**TASK DETAILS**
Set down each record exactly as written.

━━━━━ INFORMATION GIVEN

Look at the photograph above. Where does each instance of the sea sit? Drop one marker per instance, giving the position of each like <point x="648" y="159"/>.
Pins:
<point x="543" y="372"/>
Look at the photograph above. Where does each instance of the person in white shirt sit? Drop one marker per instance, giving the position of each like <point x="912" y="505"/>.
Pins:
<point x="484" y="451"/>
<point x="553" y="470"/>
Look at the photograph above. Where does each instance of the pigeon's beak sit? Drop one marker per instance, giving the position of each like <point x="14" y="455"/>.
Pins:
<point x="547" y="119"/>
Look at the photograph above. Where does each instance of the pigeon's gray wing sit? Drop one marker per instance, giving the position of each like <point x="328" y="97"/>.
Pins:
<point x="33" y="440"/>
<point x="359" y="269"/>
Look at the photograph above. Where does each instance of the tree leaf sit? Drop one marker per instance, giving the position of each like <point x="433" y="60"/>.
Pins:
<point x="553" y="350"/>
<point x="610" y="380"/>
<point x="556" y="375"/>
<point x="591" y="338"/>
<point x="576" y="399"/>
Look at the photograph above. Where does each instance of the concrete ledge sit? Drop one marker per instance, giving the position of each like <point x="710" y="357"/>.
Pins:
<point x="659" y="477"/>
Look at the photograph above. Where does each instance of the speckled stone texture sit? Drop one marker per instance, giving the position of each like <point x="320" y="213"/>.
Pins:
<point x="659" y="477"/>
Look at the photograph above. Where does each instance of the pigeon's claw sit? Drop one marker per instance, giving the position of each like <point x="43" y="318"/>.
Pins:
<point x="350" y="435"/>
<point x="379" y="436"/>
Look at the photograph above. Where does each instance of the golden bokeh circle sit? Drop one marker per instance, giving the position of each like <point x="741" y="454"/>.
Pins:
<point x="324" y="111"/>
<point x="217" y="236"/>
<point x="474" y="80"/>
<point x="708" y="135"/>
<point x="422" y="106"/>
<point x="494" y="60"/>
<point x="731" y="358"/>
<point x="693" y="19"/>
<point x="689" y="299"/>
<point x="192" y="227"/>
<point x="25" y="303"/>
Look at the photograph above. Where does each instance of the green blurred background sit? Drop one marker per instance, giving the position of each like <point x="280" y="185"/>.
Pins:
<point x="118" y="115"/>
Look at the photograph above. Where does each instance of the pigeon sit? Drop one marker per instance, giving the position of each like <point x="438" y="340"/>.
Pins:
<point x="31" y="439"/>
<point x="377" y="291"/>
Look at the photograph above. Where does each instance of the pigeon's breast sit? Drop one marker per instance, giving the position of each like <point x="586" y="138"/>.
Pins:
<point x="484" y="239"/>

━━━━━━━━━━

**REPLY**
Look at the photograph above. Where does each instance of the sea sit? Drop one marker per instance, giving the position of each like <point x="648" y="159"/>.
Pins:
<point x="543" y="372"/>
Look at the photograph above. Where does each instance of the person in white shirt sit? Drop one marker per instance, giving the position of each like <point x="912" y="505"/>.
Pins:
<point x="484" y="451"/>
<point x="553" y="470"/>
Look at the photograph above. Where does each instance of the pigeon's beak sit? Drop one marker per instance, giving the position of each like <point x="14" y="455"/>.
Pins:
<point x="547" y="119"/>
Look at the photograph above. Where does each instance of the pigeon's gray wing sit? Drop one marker per instance, giving the position of each like <point x="328" y="97"/>.
Pins:
<point x="33" y="440"/>
<point x="359" y="269"/>
Look at the photograph above. Where does each instance of the tree leaf sit? Drop one marker per instance, giving the position of each like <point x="433" y="60"/>.
Pins:
<point x="553" y="350"/>
<point x="610" y="380"/>
<point x="556" y="375"/>
<point x="591" y="338"/>
<point x="576" y="399"/>
Look at the photograph above. Where does each instance of the concrete ledge sit? Drop one marker per instance, giving the position of each like <point x="710" y="357"/>.
Pins:
<point x="659" y="477"/>
Look at the photograph above. Where does each instance of the speckled stone texture sit? Drop one marker per instance, giving the position of each like <point x="320" y="213"/>.
Pins:
<point x="659" y="477"/>
Look at the photograph above. Where does each instance of the pigeon's claw sit? Drop one marker per instance, giving the position of each like <point x="43" y="318"/>.
Pins:
<point x="350" y="435"/>
<point x="379" y="436"/>
Look at the photograph above. Where does each instance of the golden bokeh circle sit? Drop one marker per instance, giving the position of each like <point x="741" y="454"/>.
Pins:
<point x="324" y="111"/>
<point x="217" y="236"/>
<point x="474" y="80"/>
<point x="708" y="135"/>
<point x="422" y="106"/>
<point x="494" y="60"/>
<point x="731" y="358"/>
<point x="693" y="19"/>
<point x="689" y="299"/>
<point x="192" y="227"/>
<point x="25" y="303"/>
Look at the photograph above. Where does each instance of the green blurred background sit? Drop one marker per instance, giving the position of each like <point x="280" y="185"/>.
Pins:
<point x="118" y="115"/>
Look at the photograph above. Where does each instance of the pigeon sit? Drop one marker per instance, giving the position of each like <point x="438" y="340"/>.
Pins:
<point x="31" y="439"/>
<point x="377" y="291"/>
Look at the photograph above. Where does each instance of the pigeon's breast sit? Drop one marker per instance, giving the position of each like <point x="586" y="138"/>.
Pins:
<point x="484" y="239"/>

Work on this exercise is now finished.